**Exercise directions:**
Report only how many lines of the entries below contain the string "cleat".
##########
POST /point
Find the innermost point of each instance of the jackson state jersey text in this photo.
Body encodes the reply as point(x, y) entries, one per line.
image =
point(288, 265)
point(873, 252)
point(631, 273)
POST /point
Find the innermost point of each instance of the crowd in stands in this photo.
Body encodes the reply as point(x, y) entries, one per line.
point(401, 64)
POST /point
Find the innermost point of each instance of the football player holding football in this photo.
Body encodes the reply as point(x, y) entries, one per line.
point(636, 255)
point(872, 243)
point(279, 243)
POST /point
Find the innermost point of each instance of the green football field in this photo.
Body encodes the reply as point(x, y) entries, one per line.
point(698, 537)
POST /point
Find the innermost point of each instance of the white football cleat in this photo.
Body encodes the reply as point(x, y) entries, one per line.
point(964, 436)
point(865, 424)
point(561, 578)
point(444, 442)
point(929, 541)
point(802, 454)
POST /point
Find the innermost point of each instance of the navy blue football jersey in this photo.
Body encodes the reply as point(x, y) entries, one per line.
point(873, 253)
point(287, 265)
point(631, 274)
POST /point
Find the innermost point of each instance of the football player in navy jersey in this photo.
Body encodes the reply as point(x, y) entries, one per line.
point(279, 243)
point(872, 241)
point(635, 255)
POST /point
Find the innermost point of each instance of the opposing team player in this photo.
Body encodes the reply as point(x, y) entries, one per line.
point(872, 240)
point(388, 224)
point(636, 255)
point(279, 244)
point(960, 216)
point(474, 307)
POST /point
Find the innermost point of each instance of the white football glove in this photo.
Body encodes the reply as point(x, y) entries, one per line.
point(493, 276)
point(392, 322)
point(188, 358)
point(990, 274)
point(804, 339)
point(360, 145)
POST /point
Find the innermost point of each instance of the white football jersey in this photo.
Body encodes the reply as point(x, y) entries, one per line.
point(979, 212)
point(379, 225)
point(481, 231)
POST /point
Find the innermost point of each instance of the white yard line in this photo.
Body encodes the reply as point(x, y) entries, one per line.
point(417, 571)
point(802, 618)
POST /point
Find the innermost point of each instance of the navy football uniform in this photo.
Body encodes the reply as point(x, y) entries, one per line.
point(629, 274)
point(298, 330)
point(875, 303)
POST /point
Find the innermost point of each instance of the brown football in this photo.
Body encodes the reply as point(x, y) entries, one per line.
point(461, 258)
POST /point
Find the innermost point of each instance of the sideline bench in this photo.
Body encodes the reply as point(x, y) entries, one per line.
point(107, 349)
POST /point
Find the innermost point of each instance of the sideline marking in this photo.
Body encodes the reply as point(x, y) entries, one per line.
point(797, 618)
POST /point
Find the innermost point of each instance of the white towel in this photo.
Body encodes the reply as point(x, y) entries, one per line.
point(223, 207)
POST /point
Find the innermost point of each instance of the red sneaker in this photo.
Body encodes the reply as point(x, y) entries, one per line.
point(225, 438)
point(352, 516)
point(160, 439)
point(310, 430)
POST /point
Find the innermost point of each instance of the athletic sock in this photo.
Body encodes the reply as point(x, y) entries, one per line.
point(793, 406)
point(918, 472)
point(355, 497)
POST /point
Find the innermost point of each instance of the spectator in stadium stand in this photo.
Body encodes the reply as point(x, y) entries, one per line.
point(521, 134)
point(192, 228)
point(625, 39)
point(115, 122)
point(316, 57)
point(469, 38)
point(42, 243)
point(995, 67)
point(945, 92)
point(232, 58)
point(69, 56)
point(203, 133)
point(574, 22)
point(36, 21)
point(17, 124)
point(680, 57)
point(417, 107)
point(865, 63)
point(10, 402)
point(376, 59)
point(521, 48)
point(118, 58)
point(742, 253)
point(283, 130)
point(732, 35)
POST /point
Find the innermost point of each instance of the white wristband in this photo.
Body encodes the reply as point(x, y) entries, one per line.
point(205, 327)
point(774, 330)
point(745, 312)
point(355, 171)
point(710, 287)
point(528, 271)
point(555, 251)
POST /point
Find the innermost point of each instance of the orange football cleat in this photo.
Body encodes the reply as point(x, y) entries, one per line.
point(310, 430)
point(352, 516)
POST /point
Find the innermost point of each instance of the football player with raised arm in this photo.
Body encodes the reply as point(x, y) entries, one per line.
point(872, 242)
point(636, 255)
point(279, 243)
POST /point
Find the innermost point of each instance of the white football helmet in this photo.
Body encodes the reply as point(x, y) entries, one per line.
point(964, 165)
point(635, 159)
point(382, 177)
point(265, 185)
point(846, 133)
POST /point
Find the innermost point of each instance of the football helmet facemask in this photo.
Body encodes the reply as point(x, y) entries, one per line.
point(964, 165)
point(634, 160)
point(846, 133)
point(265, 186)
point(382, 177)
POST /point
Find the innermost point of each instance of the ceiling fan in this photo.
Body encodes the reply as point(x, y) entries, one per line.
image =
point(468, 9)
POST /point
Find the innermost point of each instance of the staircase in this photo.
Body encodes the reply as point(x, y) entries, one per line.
##########
**Reply:**
2